Stored entries
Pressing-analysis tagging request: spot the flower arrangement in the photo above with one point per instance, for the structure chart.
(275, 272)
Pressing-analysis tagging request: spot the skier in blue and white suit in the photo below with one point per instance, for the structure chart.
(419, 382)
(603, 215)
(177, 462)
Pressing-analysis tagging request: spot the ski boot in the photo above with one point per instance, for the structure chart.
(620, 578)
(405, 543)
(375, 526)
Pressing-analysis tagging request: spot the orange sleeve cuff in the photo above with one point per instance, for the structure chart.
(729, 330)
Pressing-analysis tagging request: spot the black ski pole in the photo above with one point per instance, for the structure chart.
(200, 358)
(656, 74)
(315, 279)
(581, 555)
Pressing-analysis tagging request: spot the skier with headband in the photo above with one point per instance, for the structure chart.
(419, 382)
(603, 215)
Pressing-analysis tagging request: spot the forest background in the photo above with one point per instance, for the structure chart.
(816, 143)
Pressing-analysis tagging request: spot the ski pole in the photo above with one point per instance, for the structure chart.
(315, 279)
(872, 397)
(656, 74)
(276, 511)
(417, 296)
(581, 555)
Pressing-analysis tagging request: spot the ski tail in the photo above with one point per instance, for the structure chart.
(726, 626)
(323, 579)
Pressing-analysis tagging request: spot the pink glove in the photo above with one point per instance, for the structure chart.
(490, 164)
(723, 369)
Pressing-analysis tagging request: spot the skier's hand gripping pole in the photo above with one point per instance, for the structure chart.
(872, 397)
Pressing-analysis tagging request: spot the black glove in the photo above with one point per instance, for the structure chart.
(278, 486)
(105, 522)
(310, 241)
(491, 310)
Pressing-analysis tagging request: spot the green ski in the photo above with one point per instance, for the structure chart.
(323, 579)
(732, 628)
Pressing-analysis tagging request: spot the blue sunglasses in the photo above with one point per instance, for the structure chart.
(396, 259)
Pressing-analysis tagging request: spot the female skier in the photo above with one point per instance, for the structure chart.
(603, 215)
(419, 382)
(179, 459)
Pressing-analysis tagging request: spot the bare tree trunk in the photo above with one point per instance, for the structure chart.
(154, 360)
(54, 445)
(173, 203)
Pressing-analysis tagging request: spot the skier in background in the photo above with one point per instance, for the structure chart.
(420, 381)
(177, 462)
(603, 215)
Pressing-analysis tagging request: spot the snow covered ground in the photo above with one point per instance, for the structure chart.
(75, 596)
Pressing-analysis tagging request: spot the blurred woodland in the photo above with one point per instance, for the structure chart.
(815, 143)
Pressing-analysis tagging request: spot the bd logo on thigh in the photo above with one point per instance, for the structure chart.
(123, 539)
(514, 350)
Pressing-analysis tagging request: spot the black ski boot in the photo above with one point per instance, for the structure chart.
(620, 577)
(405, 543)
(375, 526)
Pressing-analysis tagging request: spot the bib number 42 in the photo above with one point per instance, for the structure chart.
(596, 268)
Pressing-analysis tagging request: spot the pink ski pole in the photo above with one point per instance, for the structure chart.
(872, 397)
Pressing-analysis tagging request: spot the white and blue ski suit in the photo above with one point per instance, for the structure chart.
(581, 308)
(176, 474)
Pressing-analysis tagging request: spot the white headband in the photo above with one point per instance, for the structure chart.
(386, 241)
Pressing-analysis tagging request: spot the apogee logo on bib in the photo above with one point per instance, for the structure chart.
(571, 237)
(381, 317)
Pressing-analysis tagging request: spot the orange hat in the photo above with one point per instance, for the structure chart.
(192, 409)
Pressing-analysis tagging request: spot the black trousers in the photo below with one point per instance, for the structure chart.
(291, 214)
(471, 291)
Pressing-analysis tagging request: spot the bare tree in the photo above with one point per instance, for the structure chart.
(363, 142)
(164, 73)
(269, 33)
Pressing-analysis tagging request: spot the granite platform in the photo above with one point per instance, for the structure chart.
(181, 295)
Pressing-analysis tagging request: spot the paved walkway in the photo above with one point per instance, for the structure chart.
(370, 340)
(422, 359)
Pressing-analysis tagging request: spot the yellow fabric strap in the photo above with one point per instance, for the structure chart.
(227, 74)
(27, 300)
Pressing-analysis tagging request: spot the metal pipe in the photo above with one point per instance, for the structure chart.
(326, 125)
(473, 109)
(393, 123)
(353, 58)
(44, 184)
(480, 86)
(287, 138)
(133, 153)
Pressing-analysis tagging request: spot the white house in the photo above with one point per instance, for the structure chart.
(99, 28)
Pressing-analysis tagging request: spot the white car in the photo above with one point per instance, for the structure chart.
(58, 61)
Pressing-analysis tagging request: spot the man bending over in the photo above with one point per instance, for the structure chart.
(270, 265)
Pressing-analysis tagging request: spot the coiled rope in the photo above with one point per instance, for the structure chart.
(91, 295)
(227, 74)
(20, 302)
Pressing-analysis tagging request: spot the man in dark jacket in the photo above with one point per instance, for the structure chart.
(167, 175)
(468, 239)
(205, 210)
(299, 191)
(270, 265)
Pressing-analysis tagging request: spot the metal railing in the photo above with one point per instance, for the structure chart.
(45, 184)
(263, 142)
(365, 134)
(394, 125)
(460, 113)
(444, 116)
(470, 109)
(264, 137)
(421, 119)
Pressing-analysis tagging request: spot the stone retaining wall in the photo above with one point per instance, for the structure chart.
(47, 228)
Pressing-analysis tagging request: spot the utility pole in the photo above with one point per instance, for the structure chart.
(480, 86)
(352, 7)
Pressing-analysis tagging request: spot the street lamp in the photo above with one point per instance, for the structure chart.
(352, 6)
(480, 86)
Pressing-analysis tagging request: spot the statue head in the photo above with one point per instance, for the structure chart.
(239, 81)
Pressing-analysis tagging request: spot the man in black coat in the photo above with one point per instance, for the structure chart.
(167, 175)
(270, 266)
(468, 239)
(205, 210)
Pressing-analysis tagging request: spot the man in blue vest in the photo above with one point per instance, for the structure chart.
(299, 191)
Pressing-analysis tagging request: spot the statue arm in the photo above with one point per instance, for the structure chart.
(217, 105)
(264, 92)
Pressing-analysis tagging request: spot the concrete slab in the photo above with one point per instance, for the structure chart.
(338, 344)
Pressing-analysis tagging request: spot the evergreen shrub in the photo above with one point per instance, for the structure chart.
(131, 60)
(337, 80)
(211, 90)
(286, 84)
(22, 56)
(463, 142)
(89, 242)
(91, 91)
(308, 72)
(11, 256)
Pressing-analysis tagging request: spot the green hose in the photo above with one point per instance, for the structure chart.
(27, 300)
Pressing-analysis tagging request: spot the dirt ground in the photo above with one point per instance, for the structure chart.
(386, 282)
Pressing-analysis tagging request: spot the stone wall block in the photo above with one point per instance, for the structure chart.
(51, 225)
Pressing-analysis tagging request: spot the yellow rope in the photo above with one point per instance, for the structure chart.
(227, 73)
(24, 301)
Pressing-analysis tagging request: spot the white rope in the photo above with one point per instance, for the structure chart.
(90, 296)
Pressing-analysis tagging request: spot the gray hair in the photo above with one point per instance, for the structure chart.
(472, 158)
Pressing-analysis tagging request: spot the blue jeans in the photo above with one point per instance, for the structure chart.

**WHAT YOU SHOULD DO:**
Your task is to transcribe the material exactly.

**SOLUTION FOR THIS EXERCISE:**
Pressing-analysis tagging request: spot the flower arrangement in the photo above with one point per instance, for the structure chart.
(275, 272)
Pressing-analysis tagging request: spot the skier in blue and white suit in the photo below with one point per instance, for the structure chart.
(419, 382)
(603, 215)
(177, 462)
Pressing-analysis tagging request: spot the ski boot in the photo above with one point per instance, for the structure chart.
(620, 578)
(405, 543)
(375, 526)
Pressing-analysis tagging request: spot the orange sleeve cuff in the photo above with one point per instance, for the structure chart.
(729, 330)
Pressing-analysis tagging request: spot the black ski pole in the photo above with one point per instance, for the structure chart.
(200, 358)
(656, 74)
(315, 279)
(581, 555)
Pressing-analysis tagging request: spot the skier with headband in the photo above with one point per instance, for the structure chart.
(419, 382)
(603, 215)
Pressing-analysis tagging request: spot the forest background in the photo above with one point per instance, for the structure chart.
(816, 143)
Pressing-analysis tagging request: spot the ski pole in the photo above with one point per instance, for the structure chart.
(315, 279)
(872, 397)
(656, 74)
(276, 511)
(417, 296)
(581, 555)
Pressing-analysis tagging request: spot the ski tail in the photo above with one point per instance, for the structure chart.
(726, 626)
(323, 579)
Pressing-analysis tagging request: spot the pink glove in the photo above with one point per instance, for the structure chart.
(490, 164)
(723, 369)
Pressing-analysis tagging request: spot the skier's hand gripping pole in the photo above with one point per instance, for the structure chart.
(872, 397)
Pressing-analysis tagging request: spot the black glove in the photo above with one point per instance, for the structure chart.
(278, 486)
(105, 522)
(310, 241)
(491, 310)
Pressing-analysis tagging request: spot the green ski in the photo above with one point per instance, for the structure chart.
(323, 579)
(732, 628)
Pressing-analysis tagging request: spot the blue sunglasses in the photo above with one point per instance, for the structure chart.
(396, 259)
Pressing-analysis tagging request: spot the female skier in the photo above with one point per instance, for the structure chart.
(603, 215)
(419, 382)
(179, 459)
Pressing-analysis tagging request: spot the bare tree trunk in the photo above with one point per instance, for the structure chart.
(154, 360)
(54, 445)
(173, 203)
Pressing-analysis tagging request: spot the skier in background in the photo above with one point per instance, for the structure chart.
(420, 381)
(177, 462)
(603, 215)
Pressing-analysis tagging request: spot the snow covered ground in the photo above with one point per instance, for the structure chart.
(75, 596)
Pressing-analysis tagging request: spot the blurred woodland in the photo above with one point per instance, for the structure chart.
(815, 143)
Pressing-analysis tagging request: spot the bd logo on thigh in the photo above with one point per instance, for the structure chart.
(123, 539)
(514, 350)
Pressing-analysis tagging request: spot the black ski boot in the photo above with one point per instance, for the structure chart.
(620, 577)
(405, 543)
(375, 526)
Pressing-analysis tagging request: spot the bib number 42 in the photo above with one point per instance, for the structure chart.
(596, 268)
Pressing-analysis tagging request: spot the pink ski pole in the photo above with one point per instance, for the structure chart.
(872, 397)
Pressing-analysis tagging request: spot the white and blue ski suit in the photo above with one point per instance, for the structure chart.
(581, 308)
(176, 474)
Pressing-analysis tagging request: spot the white headband in the photo above with one point per instance, for the structure chart.
(386, 241)
Pressing-analysis tagging request: spot the apogee logo on bib in the photo above with one point per instance, for the structure chart.
(571, 237)
(381, 317)
Pressing-analysis tagging request: spot the orange hat in the photo above with one point per instance, for the structure chart.
(192, 409)
Pressing-analysis tagging request: spot the black trousers in the photo below with one point per instance, for the structure chart.
(291, 214)
(471, 291)
Pressing-analysis tagging request: spot the bare tree in the photo above with one point per instance, for the structure chart.
(363, 142)
(164, 73)
(269, 33)
Pressing-analysis tagging request: spot the granite platform in the photo above with one point per instance, for the structure chart.
(181, 295)
Pressing-analysis tagging request: spot the paved walkway in the photo above with one point per instance, for the structure chart.
(370, 340)
(422, 359)
Pressing-analysis tagging request: spot the yellow fabric strap in the photo above with one point per instance, for the structure chart.
(227, 74)
(27, 300)
Pressing-analysis tagging request: spot the metal pipe in the photo above with one point per instance, for the structure chart.
(326, 125)
(473, 109)
(393, 123)
(353, 58)
(44, 184)
(480, 86)
(287, 138)
(133, 153)
Pressing-analysis tagging request: spot the white house in the photo above with one point per instance, for the structure chart.
(99, 28)
Pressing-analysis tagging request: spot the white car in the photo above with one point per instance, for the structure chart.
(58, 61)
Pressing-analysis tagging request: spot the man bending over in the photo above with one point per instance, for the structure chart.
(270, 265)
Pressing-analysis tagging request: spot the coiled rope in the photo above with one point per instance, for the structure chart.
(91, 295)
(227, 74)
(20, 302)
Pressing-analysis tagging request: spot the man in dark jacket in the photo above with one point per instance, for the structure chart.
(167, 175)
(468, 239)
(205, 210)
(299, 191)
(270, 265)
Pressing-analysis tagging request: spot the metal railing in the photo above with one point per instance, for the structure chart.
(45, 184)
(263, 142)
(365, 134)
(394, 125)
(460, 113)
(444, 116)
(470, 109)
(264, 137)
(421, 119)
Pressing-analysis tagging request: spot the stone retaining wall in the photo above with one point per instance, for the structure chart.
(47, 228)
Pressing-analysis tagging request: spot the utility pole in the photo above with one point per instance, for the structure chart.
(480, 86)
(352, 7)
Pressing-analysis tagging request: spot the street lamp in the photo above with one point per instance, for the structure chart.
(352, 6)
(480, 86)
Pressing-analysis tagging request: spot the statue head in the photo above with one point per instance, for the structure chart.
(239, 81)
Pressing-analysis tagging request: spot the man in black coat in the photo above with one point per instance, for the structure chart.
(167, 175)
(270, 266)
(468, 239)
(205, 210)
Pressing-analysis tagging request: spot the man in blue vest in the photo above with one point per instance, for the structure chart.
(299, 191)
Pressing-analysis tagging request: spot the statue arm in the photo above with one point per instance, for the structure chart.
(217, 105)
(264, 92)
Pressing-analysis tagging request: spot the concrete slab in the photo above with one point per instance, for the structure chart.
(338, 344)
Pressing-analysis tagging request: spot the evergreen shrub in the photo above with one point per instance, for the structure chart.
(131, 60)
(337, 80)
(211, 90)
(286, 84)
(22, 56)
(463, 142)
(89, 242)
(91, 91)
(308, 72)
(11, 256)
Pressing-analysis tagging request: spot the green hose in the photo above with one point per instance, for the structure chart.
(27, 300)
Pressing-analysis tagging request: spot the dirt ground in the photo above with one point per instance, for the structure chart.
(386, 282)
Pressing-analysis tagging request: spot the stone wall block in the photo above with one point per instance, for the structure chart.
(51, 225)
Pressing-analysis tagging request: spot the yellow rope in the photo above with one point per instance, for the structure chart.
(227, 73)
(24, 301)
Pressing-analysis tagging request: spot the white rope in the photo above with one point per instance, for the structure chart.
(90, 296)
Pressing-analysis tagging request: spot the gray hair in the photo above with one point per instance, for the structure chart.
(472, 158)
Pressing-analysis tagging request: spot the blue jeans in the photo above with one point per instance, for the structure chart.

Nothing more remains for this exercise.